DOCUMENT EXTRACT →
• • • • • • •
Should Women’s Soccer players be paid the same as Men’s?


Abbie Davis

Slider Photo from Flickr.

Since the beginning of time, women have been treated as if they are less than men. They have been viewed as weaker, or inferior. This is especially true in the professional soccer community. Men’s games have a much larger supporter turnout than women’s. Prizes for certain competitions are much higher for men’s teams than they are for women. The pay gap between the two genders is made obvious. Soccer all-stars and national team players, such as Alex Morgan, Megan Rapinoe, and Carli Lloyd have spoken up about the issue, and are trying to make a difference in the soccer world. 

In July of 2019, the United States women’s soccer team won their fourth world cup title against the Netherlands. Not too long after the game, the crowd began to chant “equal pay!” in response to a claim made against the United States Soccer Federation (U.S Soccer). The claim was that US Soccer has been unjustly paying female soccer players less than their male counterparts. This has been a long-fought battle between U.S Soccer and the players, but it was only in March of 2019 when all 28 female players decided to sue US Soccer.
• • • • • • •
Dataset entries

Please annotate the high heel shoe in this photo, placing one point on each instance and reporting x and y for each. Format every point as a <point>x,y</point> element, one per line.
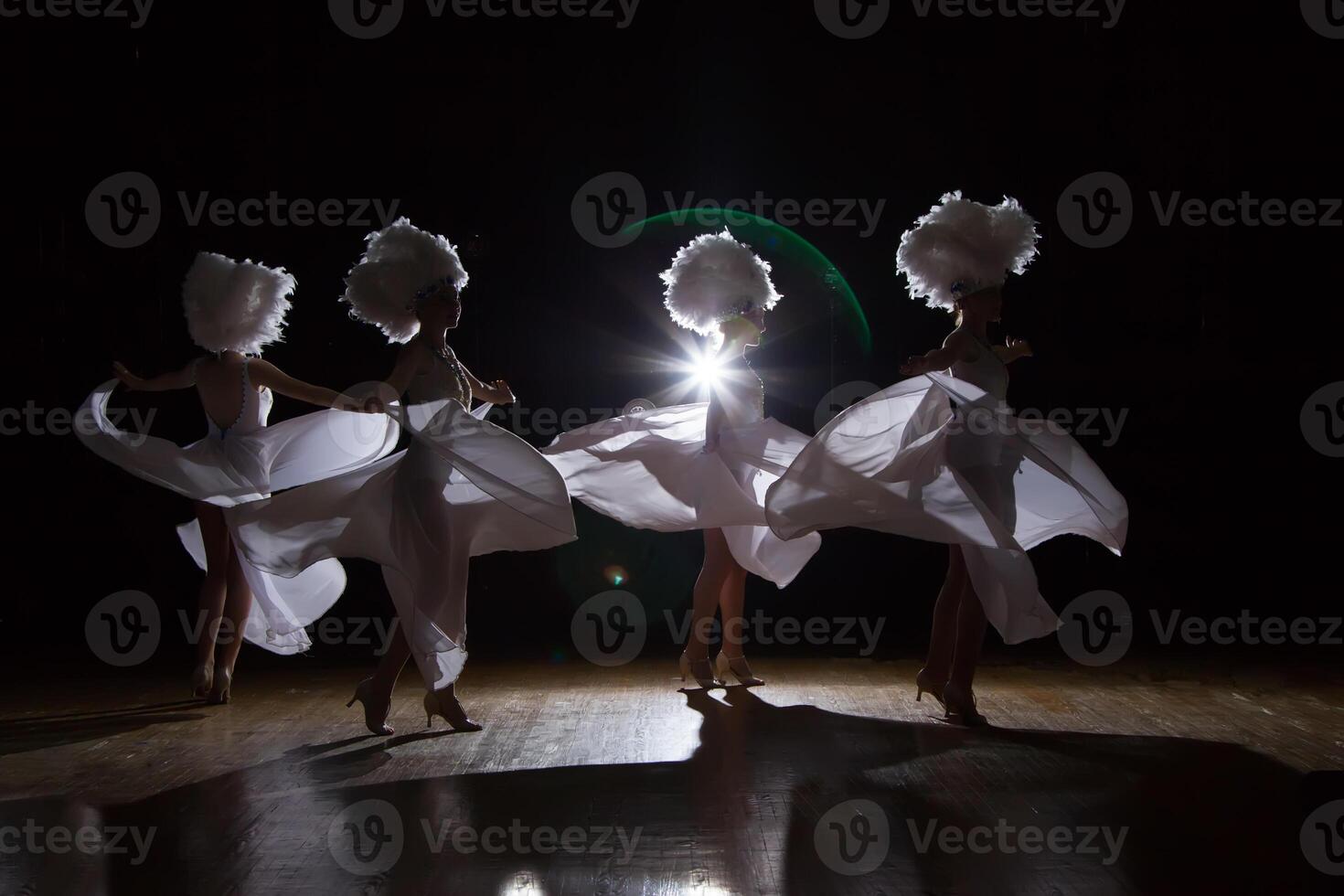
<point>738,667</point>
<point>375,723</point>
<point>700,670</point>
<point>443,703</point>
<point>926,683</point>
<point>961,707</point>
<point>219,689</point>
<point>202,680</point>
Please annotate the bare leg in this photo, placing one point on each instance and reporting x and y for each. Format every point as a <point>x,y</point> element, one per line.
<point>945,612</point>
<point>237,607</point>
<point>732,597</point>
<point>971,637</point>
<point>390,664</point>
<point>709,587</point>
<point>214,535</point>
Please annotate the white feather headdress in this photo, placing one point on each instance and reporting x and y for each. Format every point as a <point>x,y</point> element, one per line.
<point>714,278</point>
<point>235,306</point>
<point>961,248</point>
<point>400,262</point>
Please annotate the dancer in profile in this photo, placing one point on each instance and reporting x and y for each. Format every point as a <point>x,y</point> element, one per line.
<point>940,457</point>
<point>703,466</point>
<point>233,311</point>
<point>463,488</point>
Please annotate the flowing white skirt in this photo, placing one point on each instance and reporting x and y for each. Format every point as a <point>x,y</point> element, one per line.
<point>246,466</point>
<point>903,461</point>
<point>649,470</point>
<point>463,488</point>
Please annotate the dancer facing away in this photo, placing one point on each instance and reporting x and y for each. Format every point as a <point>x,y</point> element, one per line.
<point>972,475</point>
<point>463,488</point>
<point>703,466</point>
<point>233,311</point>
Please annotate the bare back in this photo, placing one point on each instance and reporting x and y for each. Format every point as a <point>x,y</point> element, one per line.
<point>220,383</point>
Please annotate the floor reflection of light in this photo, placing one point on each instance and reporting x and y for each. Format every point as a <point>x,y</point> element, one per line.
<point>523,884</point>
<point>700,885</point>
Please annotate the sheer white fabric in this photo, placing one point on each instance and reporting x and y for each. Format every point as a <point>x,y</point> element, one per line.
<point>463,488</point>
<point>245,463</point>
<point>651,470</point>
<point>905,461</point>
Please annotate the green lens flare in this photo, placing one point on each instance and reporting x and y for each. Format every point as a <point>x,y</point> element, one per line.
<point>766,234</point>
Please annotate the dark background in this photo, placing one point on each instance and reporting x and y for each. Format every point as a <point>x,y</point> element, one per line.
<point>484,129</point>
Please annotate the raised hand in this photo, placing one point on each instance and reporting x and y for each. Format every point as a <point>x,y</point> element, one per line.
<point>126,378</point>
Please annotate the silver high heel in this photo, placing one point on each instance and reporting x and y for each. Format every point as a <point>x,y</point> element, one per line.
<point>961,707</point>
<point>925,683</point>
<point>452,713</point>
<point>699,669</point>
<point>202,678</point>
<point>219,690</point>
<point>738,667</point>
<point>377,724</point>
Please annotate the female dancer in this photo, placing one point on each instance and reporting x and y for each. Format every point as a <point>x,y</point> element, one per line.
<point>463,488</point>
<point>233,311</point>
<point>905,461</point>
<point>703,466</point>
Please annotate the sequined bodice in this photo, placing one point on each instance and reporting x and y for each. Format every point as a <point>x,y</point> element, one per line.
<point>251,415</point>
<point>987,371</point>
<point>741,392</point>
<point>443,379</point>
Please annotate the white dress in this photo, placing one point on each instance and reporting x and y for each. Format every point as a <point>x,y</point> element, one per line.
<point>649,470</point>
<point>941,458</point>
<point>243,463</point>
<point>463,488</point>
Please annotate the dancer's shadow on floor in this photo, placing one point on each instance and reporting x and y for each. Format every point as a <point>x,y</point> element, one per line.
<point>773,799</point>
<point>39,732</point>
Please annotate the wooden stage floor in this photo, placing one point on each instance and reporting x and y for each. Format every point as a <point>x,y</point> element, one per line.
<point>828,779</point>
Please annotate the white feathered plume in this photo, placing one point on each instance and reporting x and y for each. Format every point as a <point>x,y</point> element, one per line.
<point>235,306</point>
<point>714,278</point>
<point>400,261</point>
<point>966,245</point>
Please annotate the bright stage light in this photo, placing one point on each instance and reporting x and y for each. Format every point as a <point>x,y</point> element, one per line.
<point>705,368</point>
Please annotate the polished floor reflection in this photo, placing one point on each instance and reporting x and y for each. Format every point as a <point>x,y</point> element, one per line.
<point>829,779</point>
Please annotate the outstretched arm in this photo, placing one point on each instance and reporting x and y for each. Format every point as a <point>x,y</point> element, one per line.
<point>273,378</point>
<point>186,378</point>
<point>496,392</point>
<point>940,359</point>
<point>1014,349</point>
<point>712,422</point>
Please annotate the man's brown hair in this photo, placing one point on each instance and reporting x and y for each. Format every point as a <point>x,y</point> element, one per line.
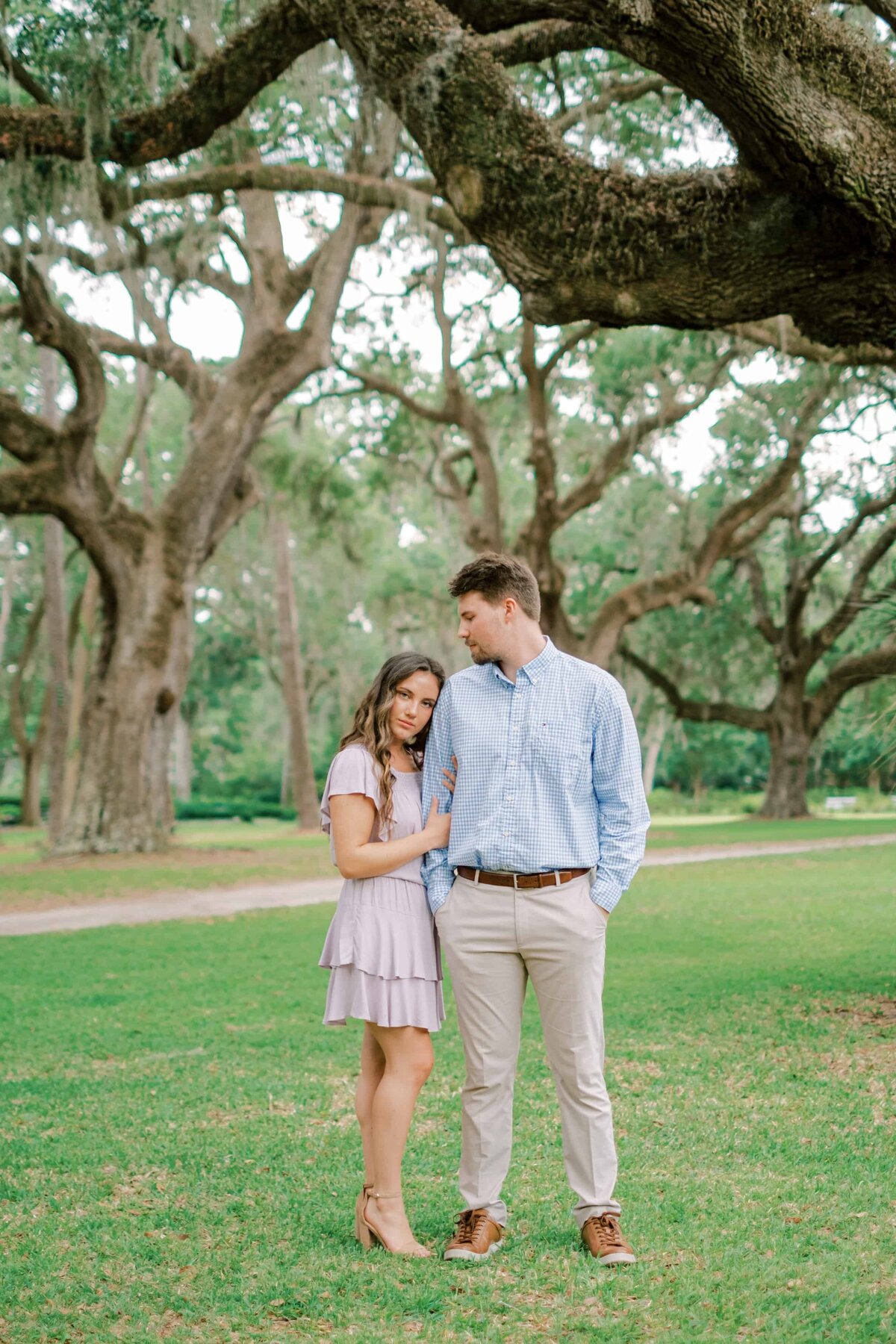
• • • • • • •
PROMPT A →
Check each statement against the women's soccer pay article above and answer yes or no, quoting the article's deciding words: (i) The United States women's team won its fourth World Cup title against the Netherlands in July 2019. (ii) The crowd chanted "equal pay!" before the game began. (iii) All 28 female players sued US Soccer in March 2019.
PROMPT B →
Which players does the women's soccer pay article name as having spoken up about the issue?
PROMPT C →
Please carry on the women's soccer pay article from its last sentence.

EXERCISE RESPONSE A →
(i) Yes: "In July of 2019, the United States women’s soccer team won their fourth world cup title against the Netherlands."
(ii) No: "Not too long after the game, the crowd began to chant “equal pay!”"
(iii) Yes: "it was only in March of 2019 when all 28 female players decided to sue US Soccer."

EXERCISE RESPONSE B →
Alex Morgan, Megan Rapinoe, and Carli Lloyd.

EXERCISE RESPONSE C →
The players’ suit argued that USSF engages in “institutionalized gender discrimination” toward the team. The lawsuit states that “the USSF has caused, contributed to, and perpetuated gender-based pay disparities.” The United States Women’s National Team (USWNT) also argued that under the Equal Pay Act, USSF should be paying them the same amount as their male counterparts because both teams are “performing equal work on jobs the performance of which require equal skill, effort, and responsibility.”

According to the lawsuit, between 2013 and 2016 female players received about $4,950 per non-tournament, regular-season game. For the same types of games, the male players earned an average of $13,166.  A 2017 agreement bumped up women’s pay, however, it is still far from equal. 

According to the lawsuit, between 2013 and 2016 female players received about $4,950 per non-tournament, regular-season game.” This is less than half of what the men received. Photo from Pixabay.

US Soccer, during the lawsuit, argued that there were many biological differences between the teams, as justification on why the female players are paid less. They said that the men’s team requires a higher level of skill, so they should be paid more. The federation’s lawyers grilled top players such as Morgan and Lloyd, telling them how the men’s players were much faster and stronger than them. 

According to Buzzfeed News, on account of documents filed in December, one lawyer even asked Lloyd if she believes the WNT could beat the MNT. “I’m not sure,” Lloyd responded. “Shall we fight it out to see who wins and then we get paid more?”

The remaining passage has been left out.